> [Problem statement] In the material from the line with "- **Target object**: platform sign board" to the line with "[717,219,777,368]", change "bare tree" to "leafless tree". Reproduce only those lines and leave everything else in them unchanged.

○ ○ ○

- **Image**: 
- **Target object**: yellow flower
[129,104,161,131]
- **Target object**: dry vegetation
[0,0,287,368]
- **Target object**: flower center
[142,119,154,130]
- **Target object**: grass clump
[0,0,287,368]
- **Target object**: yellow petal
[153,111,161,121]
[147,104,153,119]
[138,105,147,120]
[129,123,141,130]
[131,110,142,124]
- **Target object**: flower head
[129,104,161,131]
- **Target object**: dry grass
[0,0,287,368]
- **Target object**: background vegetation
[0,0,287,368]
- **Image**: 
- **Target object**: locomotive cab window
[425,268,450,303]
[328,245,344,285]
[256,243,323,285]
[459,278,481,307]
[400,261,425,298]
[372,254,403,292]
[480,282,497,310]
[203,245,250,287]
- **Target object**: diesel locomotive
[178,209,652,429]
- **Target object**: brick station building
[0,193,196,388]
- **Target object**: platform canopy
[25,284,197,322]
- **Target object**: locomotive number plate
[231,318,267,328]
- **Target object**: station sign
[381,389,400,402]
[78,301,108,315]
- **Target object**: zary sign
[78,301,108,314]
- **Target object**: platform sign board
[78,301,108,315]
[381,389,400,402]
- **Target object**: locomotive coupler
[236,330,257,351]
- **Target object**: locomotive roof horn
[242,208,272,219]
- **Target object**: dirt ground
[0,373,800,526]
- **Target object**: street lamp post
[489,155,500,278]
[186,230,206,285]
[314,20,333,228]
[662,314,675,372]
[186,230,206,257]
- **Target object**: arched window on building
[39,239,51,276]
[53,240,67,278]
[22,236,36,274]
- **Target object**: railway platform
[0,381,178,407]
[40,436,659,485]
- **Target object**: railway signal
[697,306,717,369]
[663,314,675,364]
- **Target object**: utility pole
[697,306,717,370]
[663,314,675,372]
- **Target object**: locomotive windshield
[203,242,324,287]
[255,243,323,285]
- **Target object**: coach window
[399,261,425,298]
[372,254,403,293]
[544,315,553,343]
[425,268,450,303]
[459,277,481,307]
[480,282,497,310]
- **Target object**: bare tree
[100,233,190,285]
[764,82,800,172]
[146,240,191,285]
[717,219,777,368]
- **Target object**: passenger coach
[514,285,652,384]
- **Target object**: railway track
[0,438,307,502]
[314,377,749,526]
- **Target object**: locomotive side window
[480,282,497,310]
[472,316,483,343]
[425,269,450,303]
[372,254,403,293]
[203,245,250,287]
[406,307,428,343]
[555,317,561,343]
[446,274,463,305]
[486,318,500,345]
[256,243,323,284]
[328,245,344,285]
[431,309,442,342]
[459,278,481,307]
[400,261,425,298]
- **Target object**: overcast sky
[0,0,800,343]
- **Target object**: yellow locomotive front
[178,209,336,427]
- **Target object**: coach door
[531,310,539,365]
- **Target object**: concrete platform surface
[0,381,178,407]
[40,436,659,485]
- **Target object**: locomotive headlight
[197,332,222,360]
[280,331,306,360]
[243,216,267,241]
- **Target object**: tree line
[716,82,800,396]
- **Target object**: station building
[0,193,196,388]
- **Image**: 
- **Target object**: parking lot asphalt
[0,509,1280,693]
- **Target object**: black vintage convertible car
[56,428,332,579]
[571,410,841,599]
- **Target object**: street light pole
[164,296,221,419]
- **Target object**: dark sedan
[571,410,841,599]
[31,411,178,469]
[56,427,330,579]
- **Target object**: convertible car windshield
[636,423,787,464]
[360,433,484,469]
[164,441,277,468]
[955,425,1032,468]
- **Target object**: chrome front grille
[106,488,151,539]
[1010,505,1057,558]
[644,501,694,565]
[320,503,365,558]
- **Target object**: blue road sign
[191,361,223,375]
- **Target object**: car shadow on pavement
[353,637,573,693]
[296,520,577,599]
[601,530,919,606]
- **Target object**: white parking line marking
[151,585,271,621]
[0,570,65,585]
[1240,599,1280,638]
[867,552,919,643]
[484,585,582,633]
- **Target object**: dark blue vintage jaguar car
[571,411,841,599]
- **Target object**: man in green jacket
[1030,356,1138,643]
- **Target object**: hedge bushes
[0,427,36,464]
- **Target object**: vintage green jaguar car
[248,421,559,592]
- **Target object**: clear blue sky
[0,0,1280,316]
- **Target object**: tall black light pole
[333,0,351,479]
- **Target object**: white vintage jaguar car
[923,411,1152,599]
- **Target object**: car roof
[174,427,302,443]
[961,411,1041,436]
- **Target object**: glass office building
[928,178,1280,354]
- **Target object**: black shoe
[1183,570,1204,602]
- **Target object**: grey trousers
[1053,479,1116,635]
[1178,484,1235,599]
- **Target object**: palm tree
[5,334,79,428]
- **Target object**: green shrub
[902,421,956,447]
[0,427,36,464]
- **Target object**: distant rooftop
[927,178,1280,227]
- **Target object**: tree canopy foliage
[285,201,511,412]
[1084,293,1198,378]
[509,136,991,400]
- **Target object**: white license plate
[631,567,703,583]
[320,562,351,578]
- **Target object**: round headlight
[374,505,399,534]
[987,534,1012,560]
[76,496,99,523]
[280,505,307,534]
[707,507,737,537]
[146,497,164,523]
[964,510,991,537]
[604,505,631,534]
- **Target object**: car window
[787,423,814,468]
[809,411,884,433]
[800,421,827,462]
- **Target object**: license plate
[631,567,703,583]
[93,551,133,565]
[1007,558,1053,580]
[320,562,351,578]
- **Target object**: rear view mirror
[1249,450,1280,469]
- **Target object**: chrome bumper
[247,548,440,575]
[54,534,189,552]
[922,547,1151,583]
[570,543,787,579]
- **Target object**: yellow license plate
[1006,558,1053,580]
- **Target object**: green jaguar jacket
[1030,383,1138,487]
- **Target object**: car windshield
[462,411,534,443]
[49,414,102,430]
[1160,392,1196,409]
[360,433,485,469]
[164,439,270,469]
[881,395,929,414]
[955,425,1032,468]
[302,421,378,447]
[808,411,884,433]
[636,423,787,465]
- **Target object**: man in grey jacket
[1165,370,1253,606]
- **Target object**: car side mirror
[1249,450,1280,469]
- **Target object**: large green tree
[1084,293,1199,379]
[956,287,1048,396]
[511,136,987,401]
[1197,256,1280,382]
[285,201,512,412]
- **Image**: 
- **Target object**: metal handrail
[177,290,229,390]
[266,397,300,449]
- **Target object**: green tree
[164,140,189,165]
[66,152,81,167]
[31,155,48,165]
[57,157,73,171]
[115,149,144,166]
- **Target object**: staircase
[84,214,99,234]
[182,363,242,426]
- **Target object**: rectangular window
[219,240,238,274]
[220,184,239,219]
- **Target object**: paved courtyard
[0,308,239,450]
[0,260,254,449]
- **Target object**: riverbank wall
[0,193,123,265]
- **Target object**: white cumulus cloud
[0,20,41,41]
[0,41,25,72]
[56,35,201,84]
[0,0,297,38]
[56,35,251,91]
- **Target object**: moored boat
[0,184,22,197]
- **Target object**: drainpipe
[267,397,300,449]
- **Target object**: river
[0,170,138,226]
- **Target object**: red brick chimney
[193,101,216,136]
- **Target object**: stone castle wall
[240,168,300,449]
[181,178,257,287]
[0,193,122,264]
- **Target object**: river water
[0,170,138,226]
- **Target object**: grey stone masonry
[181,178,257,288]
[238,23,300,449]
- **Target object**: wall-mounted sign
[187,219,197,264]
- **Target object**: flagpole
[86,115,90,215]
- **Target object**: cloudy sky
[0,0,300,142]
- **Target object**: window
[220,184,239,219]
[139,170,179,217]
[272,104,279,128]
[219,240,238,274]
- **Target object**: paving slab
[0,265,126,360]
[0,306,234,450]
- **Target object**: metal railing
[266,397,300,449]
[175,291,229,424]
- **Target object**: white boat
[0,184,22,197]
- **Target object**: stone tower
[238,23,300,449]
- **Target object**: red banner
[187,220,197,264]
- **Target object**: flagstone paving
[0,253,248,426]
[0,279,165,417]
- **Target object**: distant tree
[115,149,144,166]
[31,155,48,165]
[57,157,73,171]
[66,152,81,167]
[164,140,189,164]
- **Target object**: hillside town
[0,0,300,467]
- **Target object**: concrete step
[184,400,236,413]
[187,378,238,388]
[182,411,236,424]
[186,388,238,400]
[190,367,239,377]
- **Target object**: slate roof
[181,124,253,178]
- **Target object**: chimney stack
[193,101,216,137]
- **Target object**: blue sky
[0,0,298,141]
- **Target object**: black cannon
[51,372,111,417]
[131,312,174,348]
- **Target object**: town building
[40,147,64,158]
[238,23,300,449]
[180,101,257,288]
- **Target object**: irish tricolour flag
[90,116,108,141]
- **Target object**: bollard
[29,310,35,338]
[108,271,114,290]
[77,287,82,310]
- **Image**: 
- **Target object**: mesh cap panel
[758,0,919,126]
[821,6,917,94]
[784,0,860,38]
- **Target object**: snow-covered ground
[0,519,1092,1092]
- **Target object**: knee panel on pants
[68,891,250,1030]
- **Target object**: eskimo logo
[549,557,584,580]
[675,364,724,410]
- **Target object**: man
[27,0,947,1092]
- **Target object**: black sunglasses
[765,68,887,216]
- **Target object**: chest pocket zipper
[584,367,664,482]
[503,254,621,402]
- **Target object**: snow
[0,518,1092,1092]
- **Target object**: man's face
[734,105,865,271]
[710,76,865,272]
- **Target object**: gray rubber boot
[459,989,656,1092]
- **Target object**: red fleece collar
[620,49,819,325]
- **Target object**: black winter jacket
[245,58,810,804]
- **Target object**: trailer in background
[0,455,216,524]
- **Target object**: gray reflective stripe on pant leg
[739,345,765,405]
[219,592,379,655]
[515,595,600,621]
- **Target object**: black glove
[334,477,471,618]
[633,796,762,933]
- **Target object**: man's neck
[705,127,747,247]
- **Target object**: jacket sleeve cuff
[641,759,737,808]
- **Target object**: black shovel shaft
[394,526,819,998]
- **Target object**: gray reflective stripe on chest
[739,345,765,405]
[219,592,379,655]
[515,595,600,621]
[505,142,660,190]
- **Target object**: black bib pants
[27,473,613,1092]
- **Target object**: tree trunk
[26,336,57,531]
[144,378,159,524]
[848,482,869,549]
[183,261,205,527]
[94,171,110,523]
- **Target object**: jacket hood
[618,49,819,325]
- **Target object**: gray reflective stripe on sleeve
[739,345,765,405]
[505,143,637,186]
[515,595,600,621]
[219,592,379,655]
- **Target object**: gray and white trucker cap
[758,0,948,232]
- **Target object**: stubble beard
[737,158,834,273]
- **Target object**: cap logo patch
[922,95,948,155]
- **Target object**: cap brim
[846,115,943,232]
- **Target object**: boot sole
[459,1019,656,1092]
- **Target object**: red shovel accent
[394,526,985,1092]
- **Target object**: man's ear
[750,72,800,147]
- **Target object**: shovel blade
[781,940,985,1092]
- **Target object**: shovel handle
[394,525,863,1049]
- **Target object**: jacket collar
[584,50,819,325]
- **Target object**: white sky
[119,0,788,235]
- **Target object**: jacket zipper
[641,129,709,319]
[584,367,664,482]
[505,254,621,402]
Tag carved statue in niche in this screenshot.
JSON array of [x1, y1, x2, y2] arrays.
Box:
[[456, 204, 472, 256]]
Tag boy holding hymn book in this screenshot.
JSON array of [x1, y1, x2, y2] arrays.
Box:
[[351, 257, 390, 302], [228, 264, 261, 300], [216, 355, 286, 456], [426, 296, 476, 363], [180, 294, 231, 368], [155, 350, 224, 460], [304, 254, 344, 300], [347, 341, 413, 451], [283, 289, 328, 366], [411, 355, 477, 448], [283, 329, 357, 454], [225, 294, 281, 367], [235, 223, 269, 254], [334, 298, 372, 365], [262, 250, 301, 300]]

○ ○ ○

> [Task result]
- **Target object**: platform sign board
[78,301,108,315]
[381,389,400,402]
- **Target object**: locomotive coupler
[236,330,257,351]
- **Target object**: locomotive roof horn
[242,208,272,219]
- **Target object**: dirt ground
[0,373,800,526]
- **Target object**: street lamp post
[489,155,500,278]
[186,230,206,285]
[314,20,333,228]
[662,314,675,372]
[186,230,206,257]
- **Target object**: arched window on building
[39,239,51,276]
[53,240,67,278]
[22,236,36,274]
- **Target object**: railway platform
[0,381,178,407]
[40,436,659,485]
- **Target object**: railway signal
[697,306,717,369]
[663,314,675,364]
- **Target object**: utility pole
[697,306,717,370]
[663,314,675,372]
- **Target object**: locomotive windshield
[203,242,324,287]
[255,243,323,285]
- **Target object**: coach window
[399,261,425,298]
[372,254,403,293]
[544,315,553,343]
[425,268,450,303]
[459,277,481,307]
[480,282,497,310]
- **Target object**: leafless tree
[100,233,190,285]
[764,82,800,172]
[146,240,191,285]
[717,219,777,368]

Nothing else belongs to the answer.